**Your objective:** Copy the data below exactly, line for line.

Labeled-object pointing data:
#####

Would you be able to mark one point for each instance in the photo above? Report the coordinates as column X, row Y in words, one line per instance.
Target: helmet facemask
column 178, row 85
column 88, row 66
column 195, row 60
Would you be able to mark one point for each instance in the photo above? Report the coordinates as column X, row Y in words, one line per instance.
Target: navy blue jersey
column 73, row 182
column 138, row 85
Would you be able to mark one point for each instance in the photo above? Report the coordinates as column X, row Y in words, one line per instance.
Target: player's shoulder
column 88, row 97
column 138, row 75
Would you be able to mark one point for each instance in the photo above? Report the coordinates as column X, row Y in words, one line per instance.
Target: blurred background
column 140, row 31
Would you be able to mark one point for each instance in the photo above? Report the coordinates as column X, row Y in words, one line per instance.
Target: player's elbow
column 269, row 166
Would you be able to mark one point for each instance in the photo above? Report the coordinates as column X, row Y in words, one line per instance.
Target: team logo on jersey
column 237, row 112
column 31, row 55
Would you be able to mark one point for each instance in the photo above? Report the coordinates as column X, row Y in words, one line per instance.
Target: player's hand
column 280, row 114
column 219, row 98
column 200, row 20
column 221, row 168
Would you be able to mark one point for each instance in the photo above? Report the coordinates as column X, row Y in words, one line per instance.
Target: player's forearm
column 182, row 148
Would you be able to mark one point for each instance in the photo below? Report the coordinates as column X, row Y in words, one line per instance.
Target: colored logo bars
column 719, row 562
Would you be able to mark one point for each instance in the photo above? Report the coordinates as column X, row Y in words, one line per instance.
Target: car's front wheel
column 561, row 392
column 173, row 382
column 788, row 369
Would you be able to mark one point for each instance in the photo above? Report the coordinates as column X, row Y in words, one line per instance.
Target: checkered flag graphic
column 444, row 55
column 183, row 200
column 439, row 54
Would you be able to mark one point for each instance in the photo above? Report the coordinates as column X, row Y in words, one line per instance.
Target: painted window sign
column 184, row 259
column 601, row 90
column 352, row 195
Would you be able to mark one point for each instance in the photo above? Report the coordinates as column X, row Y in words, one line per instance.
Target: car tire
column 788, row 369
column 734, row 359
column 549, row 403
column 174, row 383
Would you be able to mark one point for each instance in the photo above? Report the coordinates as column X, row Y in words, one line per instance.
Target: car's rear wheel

#####

**Finished exercise:**
Would you be able to mark one point for each instance in the photo above? Report the coordinates as column X, row Y in words, one line per instance.
Target: helmet facemask
column 178, row 85
column 88, row 66
column 195, row 60
Would you be able to mark one point for each instance in the photo above? Report the coordinates as column X, row Y in words, one line per instance.
Target: navy blue jersey
column 73, row 182
column 138, row 85
Would you be able to mark one point for each instance in the photo above? Report the coordinates as column X, row Y in words, one line per instance.
Target: player's shoulder
column 88, row 97
column 138, row 75
Would you be able to mark one point for each instance in the photo above? Report the coordinates as column X, row Y in words, one line per instance.
Target: blurred background
column 140, row 31
Would you be able to mark one point for each instance in the photo above? Report the coordinates as column X, row Y in words, one line per instance.
Target: player's elbow
column 269, row 166
Would you be able to mark one point for each instance in the photo above? Report the coordinates as column X, row Y in words, one line per instance.
Target: team logo on jersey
column 237, row 112
column 31, row 55
Would you be able to mark one point for each instance in the photo above? Report the coordinates as column X, row Y in words, one line per instance.
Target: player's hand
column 280, row 114
column 219, row 98
column 200, row 20
column 221, row 168
Would you be able to mark one point for each instance in the photo above? Report the coordinates as column X, row Y in words, one line per instance.
Target: player's forearm
column 182, row 148
Would you be able to mark one point for each instance in the photo below? Report the coordinates as column X, row Y in words, one line per instance.
Target: colored logo bars
column 719, row 562
Would you be able to mark one point for each instance in the photo above? Report the coordinates as column X, row Y in words, one line per instance.
Target: car's front wheel
column 561, row 392
column 173, row 382
column 788, row 369
Would you be able to mark one point for each instance in the photo above? Report the coordinates as column X, row Y in words, one line per instance.
Target: checkered flag graphic
column 444, row 55
column 183, row 200
column 439, row 54
Would you be able to mark one point for each instance in the photo above? Report the coordinates as column X, row Y in words, one line per instance.
Target: painted window sign
column 184, row 259
column 601, row 90
column 352, row 195
Would you be able to mark one point for each instance in the photo above? Report the coordinates as column X, row Y in words, one line per instance.
Target: car tire
column 788, row 369
column 734, row 359
column 549, row 403
column 174, row 383
Would you be able to mark one point for each instance in the photo above? Report the coordinates as column X, row Y in words, one line per instance.
Target: car's rear wheel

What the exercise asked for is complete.